Each line of the data needs to be transcribed exactly.

○ ○ ○ ○ ○

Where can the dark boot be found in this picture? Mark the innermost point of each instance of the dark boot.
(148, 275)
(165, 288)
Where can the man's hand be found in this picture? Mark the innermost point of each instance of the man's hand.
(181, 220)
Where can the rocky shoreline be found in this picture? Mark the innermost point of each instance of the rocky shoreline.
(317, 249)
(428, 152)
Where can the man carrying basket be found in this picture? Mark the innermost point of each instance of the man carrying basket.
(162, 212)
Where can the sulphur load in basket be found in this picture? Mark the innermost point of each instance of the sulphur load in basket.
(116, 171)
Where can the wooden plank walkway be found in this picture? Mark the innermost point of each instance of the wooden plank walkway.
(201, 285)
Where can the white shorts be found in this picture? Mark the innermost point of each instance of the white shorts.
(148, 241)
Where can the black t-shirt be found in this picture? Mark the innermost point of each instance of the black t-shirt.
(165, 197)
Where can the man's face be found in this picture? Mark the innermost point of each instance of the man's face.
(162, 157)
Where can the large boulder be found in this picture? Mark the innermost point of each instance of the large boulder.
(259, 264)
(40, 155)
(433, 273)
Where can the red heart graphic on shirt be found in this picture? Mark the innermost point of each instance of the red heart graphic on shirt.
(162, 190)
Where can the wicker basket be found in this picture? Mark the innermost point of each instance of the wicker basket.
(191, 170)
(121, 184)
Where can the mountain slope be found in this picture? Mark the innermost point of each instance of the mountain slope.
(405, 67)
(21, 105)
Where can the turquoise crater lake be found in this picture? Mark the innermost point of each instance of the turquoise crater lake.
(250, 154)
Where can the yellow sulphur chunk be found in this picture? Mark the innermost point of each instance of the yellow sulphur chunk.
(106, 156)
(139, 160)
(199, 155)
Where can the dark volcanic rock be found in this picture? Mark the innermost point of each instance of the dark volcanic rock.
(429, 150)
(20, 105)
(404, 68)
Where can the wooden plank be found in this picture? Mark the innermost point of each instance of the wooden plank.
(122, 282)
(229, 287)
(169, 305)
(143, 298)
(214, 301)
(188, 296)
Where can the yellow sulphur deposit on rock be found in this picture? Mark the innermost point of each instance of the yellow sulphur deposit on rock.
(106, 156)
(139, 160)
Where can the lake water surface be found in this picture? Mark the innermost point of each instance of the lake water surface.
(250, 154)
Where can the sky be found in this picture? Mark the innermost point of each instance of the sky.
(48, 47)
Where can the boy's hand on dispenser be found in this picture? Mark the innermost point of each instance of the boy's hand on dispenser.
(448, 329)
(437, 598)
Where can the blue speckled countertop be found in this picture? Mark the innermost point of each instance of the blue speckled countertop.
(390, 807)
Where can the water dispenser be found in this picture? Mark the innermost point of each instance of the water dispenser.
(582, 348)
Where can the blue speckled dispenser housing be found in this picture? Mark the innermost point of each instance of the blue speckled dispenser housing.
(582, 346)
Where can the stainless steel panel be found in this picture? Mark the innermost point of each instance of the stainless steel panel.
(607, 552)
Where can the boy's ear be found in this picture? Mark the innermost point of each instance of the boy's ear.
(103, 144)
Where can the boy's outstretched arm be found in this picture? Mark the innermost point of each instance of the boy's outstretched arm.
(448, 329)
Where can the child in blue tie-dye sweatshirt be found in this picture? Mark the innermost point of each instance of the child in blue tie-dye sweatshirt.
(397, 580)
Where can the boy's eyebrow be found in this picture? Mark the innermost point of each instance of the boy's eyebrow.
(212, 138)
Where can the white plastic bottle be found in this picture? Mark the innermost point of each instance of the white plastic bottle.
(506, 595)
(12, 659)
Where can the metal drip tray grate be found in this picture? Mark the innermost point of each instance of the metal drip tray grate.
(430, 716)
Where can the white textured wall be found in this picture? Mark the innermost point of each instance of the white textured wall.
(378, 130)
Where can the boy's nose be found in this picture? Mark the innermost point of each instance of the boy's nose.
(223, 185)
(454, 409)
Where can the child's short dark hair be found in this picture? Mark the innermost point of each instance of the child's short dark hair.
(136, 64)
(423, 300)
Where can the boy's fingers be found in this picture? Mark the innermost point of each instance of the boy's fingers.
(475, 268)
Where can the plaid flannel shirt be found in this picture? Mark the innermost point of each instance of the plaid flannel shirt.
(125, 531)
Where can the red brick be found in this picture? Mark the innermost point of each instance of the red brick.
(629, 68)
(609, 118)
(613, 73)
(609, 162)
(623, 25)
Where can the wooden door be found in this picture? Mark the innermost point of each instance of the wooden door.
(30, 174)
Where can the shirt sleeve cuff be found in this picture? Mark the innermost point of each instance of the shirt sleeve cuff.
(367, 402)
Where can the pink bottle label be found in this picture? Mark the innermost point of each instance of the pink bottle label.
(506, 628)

○ ○ ○ ○ ○

→ Solution:
Where can the dark boot be found in this picture? Mark the innermost point of each instance of the dark boot.
(148, 275)
(165, 288)
Where can the man's hand be found in this picture? Mark the innermost point of each instance of the man's hand.
(181, 220)
Where can the rocky shoreline be found in this picture? Mark the innermost point of each instance of the rocky shoreline.
(317, 249)
(428, 152)
Where can the man carrying basket be found in this picture? Mark the innermost point of each instance of the man carrying basket.
(162, 212)
Where can the sulphur load in basket be found in this picture? Mark the innermost point of each instance of the sulphur load in basket.
(116, 171)
Where can the wooden plank walkway be found in this picture? Mark the innermost point of each instance of the wooden plank walkway.
(201, 285)
Where can the white shorts be found in this picture? Mark the innermost point of each instance of the white shorts.
(148, 241)
Where can the black t-shirt be found in this picture? Mark the innermost point of each instance of the black t-shirt.
(165, 197)
Where can the man's face be found in this picture? Mark the innermost point of each instance of the man's face.
(162, 157)
Where can the large boulder be found in this picture? Mark the innermost point of each instance of the large boulder.
(259, 264)
(40, 155)
(433, 273)
Where can the red heart graphic on shirt be found in this picture? Mark the innermost point of each instance of the red heart graphic on shirt.
(162, 190)
Where can the wicker basket be found in this picture? Mark the innermost point of each instance of the wicker basket.
(191, 170)
(121, 184)
Where can the mountain slope be found in this picture? Mark the innermost point of each instance of the mountain slope.
(405, 67)
(21, 105)
Where can the turquoise crater lake be found in this picture? Mark the innermost point of each instance of the turquoise crater lake.
(250, 154)
Where can the yellow sulphur chunk be found in this picture? Mark the innermost point of each instance of the yellow sulphur chunk.
(106, 156)
(139, 160)
(199, 155)
Where can the dark volcanic rock be found in this picture? Mark the innermost point of each instance of the dark volcanic rock.
(429, 150)
(20, 105)
(404, 68)
Where can the wooden plank be found in this picture? Mark the innermost point of each instance of the wooden plank.
(122, 282)
(229, 287)
(169, 305)
(143, 298)
(214, 301)
(188, 296)
Where can the yellow sulphur deposit on rock be found in this picture? Mark the innermost point of each instance of the yellow sulphur deposit on rock.
(106, 156)
(139, 160)
Where can the lake water surface be found in this picture? Mark the innermost point of each instance of the lake water surface.
(250, 154)
Where can the sky be found in this picture? Mark the innermost point of each instance of the sky.
(48, 47)
Where can the boy's hand on dispenser be found in this picture? Mark the innermost point of each instance of the boy's hand on dispenser.
(448, 329)
(437, 598)
Where can the blue speckled countertop be found in this picture? Mark the innermost point of each instance of the blue speckled countertop.
(390, 807)
Where can the water dispenser be found in this picture? Mark the innermost point of each instance of the water dispenser.
(582, 348)
Where can the blue speckled dispenser housing be found in this picture? Mark the innermost point of each instance of the blue speckled dispenser housing.
(582, 346)
Where can the stainless steel panel be found in this picture? Mark the innermost point of each instance of the stainless steel panel.
(607, 552)
Where can the boy's ear be found in this picture? Mark the innermost point of each instance of the boy's ear.
(103, 144)
Where can the boy's outstretched arm be found in this picture? Mark the innermost point of each instance of the boy's outstretched arm.
(448, 329)
Where can the child in blue tie-dye sweatshirt be found in this picture? Mark the innermost point of each instance of the child in blue tie-dye sweatshirt.
(397, 580)
Where can the boy's eyebrow be found in this picture? Mark the innermost point of each instance of the boy's eyebrow.
(212, 138)
Where can the white plastic bottle be found in this picture? Mark the innermost point of each instance of the white plastic bottle.
(506, 595)
(12, 659)
Where can the metal drip tray grate be found in this picture? Mark the innermost point of each instance of the metal drip tray grate.
(430, 716)
Where can the white textured wall be found in this picture? Mark the innermost point of each instance of the white textured wall.
(378, 130)
Where can the boy's nose be found in this picture? Mark the innermost point of each instance of the boy's nose.
(223, 185)
(454, 409)
Where can the child's short dark hair be found in this picture? Mark the innermost point of each instance of the child's short dark hair.
(136, 64)
(423, 300)
Where can the boy's fingers be found in this picture? Mark the innermost point of each instance of the boy's fingers.
(475, 268)
Where can the plaid flannel shirt be found in this picture? Mark the innermost point of each instance of the plaid flannel shirt.
(125, 531)
Where can the red brick be found in this picture? Mark the innermost point of each instance of the red brick.
(629, 68)
(609, 118)
(613, 73)
(609, 162)
(623, 25)
Where can the wooden door be found in this picture? Mark the innermost point of each instance of the wooden door.
(30, 174)
Where can the shirt sleeve cuff be found in this picture? Mark the innermost point of each instance of the shirt sleeve cuff.
(367, 402)
Where can the pink bottle label be found in this picture? Mark the innermost point of each instance of the pink bottle label.
(506, 628)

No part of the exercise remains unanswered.